WORKING DATA:
====================

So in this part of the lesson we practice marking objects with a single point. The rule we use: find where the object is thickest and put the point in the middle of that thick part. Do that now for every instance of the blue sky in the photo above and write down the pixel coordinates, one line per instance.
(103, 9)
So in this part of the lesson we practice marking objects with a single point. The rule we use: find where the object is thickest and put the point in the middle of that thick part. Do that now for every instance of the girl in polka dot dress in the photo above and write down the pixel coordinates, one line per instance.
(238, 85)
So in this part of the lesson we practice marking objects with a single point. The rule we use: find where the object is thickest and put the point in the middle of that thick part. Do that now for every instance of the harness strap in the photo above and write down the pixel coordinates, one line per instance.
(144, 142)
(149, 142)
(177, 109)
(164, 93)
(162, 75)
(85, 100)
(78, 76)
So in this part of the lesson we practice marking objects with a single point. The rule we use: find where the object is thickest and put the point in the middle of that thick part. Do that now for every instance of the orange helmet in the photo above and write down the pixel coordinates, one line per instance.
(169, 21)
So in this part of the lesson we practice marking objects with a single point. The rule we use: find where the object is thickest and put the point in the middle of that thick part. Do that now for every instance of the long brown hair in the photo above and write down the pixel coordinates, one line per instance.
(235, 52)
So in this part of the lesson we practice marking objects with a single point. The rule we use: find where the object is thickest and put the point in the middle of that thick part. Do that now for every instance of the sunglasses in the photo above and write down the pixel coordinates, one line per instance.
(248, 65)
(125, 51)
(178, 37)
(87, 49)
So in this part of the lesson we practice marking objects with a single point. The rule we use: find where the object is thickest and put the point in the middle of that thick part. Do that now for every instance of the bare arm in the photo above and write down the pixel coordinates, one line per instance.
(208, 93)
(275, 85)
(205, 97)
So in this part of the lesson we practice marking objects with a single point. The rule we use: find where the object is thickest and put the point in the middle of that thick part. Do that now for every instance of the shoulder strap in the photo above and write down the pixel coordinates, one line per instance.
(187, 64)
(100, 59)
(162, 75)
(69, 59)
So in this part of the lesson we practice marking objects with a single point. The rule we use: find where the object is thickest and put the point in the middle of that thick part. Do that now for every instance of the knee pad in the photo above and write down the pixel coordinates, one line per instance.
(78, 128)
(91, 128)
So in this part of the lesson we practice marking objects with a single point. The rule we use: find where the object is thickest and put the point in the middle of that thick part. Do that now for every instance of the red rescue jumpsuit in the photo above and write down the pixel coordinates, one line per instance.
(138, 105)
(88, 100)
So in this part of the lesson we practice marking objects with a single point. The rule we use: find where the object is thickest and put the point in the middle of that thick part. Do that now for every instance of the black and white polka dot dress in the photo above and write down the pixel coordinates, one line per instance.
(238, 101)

====================

REQUEST:
Arrange the lines of the listing above, from the line containing "of the knee" through the last line of the listing, as a Markdown table with the columns Row and Listing line. Number the rows in order and leave out blank lines.

REPLY:
| Row | Listing line |
|---|---|
| 1 | So in this part of the lesson we practice marking objects with a single point. The rule we use: find where the object is thickest and put the point in the middle of that thick part. Do that now for every instance of the knee pad in the photo above and write down the pixel coordinates, one line per instance. |
| 2 | (78, 128) |
| 3 | (91, 128) |
| 4 | So in this part of the lesson we practice marking objects with a single point. The rule we use: find where the object is thickest and put the point in the middle of that thick part. Do that now for every instance of the red rescue jumpsuit in the photo above and write down the pixel coordinates, one line per instance. |
| 5 | (138, 105) |
| 6 | (88, 100) |
| 7 | So in this part of the lesson we practice marking objects with a single point. The rule we use: find where the object is thickest and put the point in the middle of that thick part. Do that now for every instance of the black and white polka dot dress in the photo above and write down the pixel coordinates, one line per instance. |
| 8 | (238, 101) |